Recently I decided to do a bit of further reading and discovered this excellent foodie web-site:

eG Forums (The eGullet Society for Culinary Arts and Letters).

They have a fantastic guide to knife sharpening and cover all the issues involved. The ideal for them is a sharpening-stone but that requires too much skill for my liking. The best alternatives are the angled ceramic sharpeners. The rotating disk ones that I had used are like crude mini-versions of these but damage the blade too much.

One that seemed to get good recommendations was the Spyderco Sharpmaker 204. I took a browse over to New Graham Knives in the US who were also recommended. They were selling it for $46.81 including instructional DVD. How could I pass up a bargain like that? A quick check to see that they would ship to Ireland and I put in my order. They shipped the following day and I got it in less than a week. Well impressed!

I did grin when I opened the package as out fell a box of plasters with the byline “because you’ll need them”.

#### Listed entries:
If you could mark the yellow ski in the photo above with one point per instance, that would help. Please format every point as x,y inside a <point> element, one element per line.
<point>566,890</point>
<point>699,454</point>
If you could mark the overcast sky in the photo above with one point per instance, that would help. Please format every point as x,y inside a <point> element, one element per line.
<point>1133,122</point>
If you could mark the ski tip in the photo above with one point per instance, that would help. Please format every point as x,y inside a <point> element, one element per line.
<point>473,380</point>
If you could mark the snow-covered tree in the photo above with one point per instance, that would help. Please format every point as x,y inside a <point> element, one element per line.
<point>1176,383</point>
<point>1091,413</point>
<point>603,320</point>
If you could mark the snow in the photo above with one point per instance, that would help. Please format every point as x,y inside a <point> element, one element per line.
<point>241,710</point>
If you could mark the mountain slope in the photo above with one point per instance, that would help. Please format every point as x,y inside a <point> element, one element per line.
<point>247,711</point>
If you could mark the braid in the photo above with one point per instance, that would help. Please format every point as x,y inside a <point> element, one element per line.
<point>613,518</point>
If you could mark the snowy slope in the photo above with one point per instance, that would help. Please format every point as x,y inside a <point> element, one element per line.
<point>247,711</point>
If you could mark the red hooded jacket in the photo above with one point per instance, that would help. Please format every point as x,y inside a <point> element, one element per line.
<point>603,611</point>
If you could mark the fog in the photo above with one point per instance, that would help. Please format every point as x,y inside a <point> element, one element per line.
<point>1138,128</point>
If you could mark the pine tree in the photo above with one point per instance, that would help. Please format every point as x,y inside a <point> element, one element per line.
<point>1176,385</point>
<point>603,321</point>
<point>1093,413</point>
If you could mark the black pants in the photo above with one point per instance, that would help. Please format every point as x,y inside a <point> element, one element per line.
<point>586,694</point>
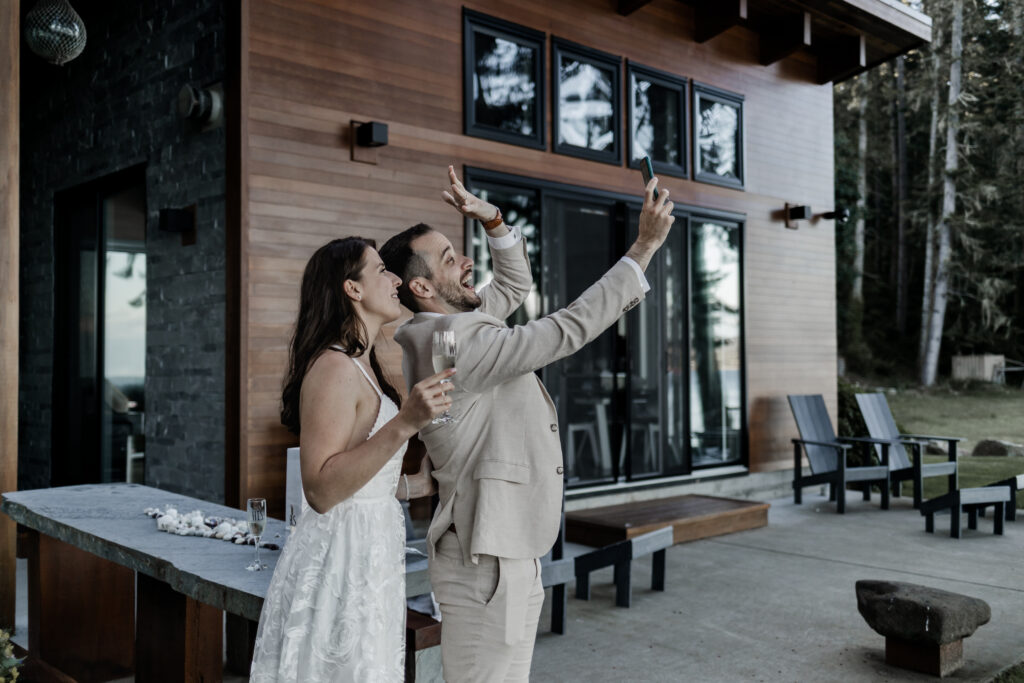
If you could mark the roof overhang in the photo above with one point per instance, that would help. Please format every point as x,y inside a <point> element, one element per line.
<point>846,36</point>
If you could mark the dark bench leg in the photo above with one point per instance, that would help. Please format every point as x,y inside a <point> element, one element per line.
<point>657,570</point>
<point>558,605</point>
<point>624,588</point>
<point>583,586</point>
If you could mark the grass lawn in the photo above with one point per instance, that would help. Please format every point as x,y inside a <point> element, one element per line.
<point>981,411</point>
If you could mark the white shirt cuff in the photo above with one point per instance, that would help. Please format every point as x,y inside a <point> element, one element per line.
<point>511,240</point>
<point>636,268</point>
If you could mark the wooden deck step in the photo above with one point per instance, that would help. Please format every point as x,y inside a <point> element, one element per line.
<point>691,517</point>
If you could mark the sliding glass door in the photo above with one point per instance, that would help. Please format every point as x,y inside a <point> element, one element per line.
<point>660,393</point>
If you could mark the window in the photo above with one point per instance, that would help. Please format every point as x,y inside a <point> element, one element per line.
<point>718,136</point>
<point>716,342</point>
<point>586,112</point>
<point>503,81</point>
<point>657,119</point>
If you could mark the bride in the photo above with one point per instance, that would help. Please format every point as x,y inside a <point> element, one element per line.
<point>336,606</point>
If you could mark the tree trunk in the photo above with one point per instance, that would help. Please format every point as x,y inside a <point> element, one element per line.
<point>928,295</point>
<point>857,293</point>
<point>900,198</point>
<point>936,321</point>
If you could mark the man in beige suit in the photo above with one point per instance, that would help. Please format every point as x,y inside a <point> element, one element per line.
<point>499,467</point>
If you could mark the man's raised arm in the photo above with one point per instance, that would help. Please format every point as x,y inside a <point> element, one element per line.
<point>512,276</point>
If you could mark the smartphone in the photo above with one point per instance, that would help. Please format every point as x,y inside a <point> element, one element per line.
<point>647,170</point>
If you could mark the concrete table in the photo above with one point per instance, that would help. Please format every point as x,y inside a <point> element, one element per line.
<point>91,619</point>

#### Requirements:
From the knife-sharpening text above, reproduce word for word the passage that begins with "eG Forums (The" and ends after "blade too much.".

#### Task answer:
eG Forums (The eGullet Society for Culinary Arts and Letters).

They have a fantastic guide to knife sharpening and cover all the issues involved. The ideal for them is a sharpening-stone but that requires too much skill for my liking. The best alternatives are the angled ceramic sharpeners. The rotating disk ones that I had used are like crude mini-versions of these but damage the blade too much.